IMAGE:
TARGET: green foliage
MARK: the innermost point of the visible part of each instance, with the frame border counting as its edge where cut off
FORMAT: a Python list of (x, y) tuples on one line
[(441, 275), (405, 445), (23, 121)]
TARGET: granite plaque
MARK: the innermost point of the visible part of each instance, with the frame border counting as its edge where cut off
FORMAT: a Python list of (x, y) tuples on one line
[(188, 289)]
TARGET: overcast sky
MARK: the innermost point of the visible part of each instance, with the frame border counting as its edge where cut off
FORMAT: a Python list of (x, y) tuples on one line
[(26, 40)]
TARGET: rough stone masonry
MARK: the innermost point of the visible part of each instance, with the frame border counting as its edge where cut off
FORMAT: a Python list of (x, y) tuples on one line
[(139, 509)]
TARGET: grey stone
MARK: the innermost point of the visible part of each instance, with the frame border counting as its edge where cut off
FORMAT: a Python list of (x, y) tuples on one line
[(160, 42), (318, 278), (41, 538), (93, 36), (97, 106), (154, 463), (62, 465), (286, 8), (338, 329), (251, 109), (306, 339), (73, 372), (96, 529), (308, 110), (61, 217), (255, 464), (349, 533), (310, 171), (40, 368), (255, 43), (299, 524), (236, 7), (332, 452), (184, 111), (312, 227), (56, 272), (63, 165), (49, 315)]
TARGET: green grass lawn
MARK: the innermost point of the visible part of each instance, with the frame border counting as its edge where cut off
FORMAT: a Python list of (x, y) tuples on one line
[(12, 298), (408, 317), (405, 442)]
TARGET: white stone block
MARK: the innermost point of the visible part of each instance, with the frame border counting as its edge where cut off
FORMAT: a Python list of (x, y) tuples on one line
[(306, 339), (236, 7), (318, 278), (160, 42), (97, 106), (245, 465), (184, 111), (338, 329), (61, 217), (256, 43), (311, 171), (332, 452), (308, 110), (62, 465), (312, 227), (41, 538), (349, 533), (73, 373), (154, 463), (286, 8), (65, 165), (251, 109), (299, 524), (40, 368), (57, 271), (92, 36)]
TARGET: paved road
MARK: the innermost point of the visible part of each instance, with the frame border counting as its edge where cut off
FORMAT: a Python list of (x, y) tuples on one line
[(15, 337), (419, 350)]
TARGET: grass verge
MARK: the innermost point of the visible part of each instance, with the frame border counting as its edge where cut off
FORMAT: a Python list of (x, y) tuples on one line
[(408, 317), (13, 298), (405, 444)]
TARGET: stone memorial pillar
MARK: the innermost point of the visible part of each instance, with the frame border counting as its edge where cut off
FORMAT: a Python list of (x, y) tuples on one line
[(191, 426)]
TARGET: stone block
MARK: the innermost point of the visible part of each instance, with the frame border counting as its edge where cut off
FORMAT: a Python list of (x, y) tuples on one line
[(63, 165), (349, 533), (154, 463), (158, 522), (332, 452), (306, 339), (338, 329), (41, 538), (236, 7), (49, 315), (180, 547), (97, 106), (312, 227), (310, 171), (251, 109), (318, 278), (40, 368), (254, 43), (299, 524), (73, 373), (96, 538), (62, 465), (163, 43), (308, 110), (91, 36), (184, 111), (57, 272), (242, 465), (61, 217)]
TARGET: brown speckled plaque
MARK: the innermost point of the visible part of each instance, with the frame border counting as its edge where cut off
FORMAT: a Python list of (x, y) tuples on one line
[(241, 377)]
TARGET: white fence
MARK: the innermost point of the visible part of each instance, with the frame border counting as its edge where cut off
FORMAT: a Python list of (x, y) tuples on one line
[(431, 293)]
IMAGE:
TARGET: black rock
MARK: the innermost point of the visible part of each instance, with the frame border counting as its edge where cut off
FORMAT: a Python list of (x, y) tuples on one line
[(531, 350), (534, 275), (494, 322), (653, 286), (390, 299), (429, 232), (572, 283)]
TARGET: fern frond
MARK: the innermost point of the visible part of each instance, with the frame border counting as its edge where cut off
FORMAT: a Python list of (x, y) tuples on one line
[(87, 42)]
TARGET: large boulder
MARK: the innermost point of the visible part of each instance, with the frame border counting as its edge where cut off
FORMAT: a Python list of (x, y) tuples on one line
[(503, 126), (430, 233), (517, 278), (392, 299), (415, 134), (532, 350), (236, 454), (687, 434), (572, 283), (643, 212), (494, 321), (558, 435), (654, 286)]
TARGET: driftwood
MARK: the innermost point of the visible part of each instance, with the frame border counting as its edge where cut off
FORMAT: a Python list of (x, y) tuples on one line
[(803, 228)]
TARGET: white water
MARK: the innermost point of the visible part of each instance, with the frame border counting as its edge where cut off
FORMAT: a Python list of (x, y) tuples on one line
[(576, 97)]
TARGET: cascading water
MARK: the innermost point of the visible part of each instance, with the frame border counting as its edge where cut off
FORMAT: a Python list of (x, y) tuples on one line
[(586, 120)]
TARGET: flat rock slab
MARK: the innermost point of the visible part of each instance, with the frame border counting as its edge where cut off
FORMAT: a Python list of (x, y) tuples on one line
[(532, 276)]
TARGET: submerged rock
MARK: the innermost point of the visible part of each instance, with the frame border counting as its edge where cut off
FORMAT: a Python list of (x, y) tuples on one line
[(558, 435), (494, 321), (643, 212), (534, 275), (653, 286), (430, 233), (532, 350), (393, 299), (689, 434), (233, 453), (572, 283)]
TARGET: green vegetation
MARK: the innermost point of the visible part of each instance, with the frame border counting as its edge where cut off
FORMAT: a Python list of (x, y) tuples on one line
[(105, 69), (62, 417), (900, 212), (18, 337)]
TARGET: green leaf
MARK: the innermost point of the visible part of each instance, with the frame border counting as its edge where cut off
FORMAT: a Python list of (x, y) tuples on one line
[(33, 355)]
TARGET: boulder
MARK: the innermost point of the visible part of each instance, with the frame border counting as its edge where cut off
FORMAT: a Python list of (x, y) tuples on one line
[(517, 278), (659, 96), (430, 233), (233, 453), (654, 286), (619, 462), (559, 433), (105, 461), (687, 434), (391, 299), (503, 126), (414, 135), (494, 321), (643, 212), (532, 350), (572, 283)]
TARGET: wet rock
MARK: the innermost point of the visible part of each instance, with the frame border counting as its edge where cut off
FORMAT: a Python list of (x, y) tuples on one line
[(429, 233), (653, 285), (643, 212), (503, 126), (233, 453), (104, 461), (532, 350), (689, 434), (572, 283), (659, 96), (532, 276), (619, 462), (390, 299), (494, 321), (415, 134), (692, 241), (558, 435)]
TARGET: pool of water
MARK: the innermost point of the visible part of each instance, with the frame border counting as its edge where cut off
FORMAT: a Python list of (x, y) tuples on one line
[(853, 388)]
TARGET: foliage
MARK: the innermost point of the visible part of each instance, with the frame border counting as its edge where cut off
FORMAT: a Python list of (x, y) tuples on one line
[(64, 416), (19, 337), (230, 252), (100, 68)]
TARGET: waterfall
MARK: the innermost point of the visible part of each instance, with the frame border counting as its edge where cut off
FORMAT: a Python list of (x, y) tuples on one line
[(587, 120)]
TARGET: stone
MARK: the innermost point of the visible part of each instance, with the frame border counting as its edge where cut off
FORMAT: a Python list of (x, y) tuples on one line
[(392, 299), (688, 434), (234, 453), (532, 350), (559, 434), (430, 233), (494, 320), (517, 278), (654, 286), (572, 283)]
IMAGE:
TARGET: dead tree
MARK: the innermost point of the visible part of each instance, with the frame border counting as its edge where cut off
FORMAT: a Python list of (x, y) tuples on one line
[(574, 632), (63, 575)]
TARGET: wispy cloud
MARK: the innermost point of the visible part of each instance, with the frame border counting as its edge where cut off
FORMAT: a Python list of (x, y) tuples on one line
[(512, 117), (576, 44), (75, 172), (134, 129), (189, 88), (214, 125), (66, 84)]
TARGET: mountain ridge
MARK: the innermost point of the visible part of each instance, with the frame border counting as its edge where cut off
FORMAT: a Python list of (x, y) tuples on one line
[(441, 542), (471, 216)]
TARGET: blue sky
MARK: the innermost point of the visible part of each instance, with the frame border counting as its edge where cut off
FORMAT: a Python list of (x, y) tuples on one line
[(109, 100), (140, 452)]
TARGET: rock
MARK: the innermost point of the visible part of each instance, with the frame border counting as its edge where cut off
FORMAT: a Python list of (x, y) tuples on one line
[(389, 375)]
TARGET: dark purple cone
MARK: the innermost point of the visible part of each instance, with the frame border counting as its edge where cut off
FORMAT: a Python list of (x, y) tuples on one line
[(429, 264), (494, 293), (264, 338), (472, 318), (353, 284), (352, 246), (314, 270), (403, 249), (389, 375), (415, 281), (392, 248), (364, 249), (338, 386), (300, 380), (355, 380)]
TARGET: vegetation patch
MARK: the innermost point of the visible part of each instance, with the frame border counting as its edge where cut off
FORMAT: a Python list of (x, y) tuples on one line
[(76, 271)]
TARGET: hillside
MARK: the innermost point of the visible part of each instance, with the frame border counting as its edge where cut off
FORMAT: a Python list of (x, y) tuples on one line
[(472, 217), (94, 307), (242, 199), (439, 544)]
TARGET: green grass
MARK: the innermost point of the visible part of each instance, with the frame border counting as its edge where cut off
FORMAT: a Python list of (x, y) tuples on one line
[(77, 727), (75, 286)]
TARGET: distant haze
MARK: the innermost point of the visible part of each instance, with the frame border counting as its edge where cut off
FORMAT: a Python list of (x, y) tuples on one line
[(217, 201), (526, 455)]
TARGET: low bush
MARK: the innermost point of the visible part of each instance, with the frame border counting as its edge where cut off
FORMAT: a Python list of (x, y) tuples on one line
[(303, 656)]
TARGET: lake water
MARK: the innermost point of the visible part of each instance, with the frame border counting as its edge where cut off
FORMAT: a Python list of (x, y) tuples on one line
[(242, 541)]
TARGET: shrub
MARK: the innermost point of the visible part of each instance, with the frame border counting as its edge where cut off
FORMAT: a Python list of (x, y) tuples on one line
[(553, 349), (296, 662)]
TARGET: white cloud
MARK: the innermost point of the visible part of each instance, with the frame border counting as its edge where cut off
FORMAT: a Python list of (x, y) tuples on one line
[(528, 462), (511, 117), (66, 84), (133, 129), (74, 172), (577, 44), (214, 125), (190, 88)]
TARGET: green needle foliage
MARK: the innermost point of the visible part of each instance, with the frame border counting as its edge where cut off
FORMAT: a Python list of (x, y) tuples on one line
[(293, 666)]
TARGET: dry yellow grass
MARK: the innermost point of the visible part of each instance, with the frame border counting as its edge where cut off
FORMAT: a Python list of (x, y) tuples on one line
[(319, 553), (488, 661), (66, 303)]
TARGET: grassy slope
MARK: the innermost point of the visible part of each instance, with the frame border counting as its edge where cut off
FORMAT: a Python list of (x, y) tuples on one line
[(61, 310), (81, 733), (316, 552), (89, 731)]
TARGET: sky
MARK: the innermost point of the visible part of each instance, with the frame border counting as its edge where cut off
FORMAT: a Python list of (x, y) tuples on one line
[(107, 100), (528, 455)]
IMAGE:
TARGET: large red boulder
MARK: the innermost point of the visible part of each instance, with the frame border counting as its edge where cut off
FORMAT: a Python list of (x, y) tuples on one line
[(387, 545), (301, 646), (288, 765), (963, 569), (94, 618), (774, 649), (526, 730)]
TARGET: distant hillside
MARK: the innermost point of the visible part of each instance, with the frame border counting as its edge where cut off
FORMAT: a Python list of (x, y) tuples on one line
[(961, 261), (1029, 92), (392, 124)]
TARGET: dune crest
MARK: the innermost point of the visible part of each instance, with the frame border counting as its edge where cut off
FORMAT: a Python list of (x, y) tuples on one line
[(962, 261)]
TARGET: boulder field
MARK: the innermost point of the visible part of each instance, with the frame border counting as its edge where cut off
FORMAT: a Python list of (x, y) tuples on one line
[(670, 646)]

▶ TASK BRIEF
Using only the data above, copy out the lines that include the word "cloud".

▶ OUTPUT FOR THIS EXERCISE
TARGET: wispy cloud
TARGET: white cloud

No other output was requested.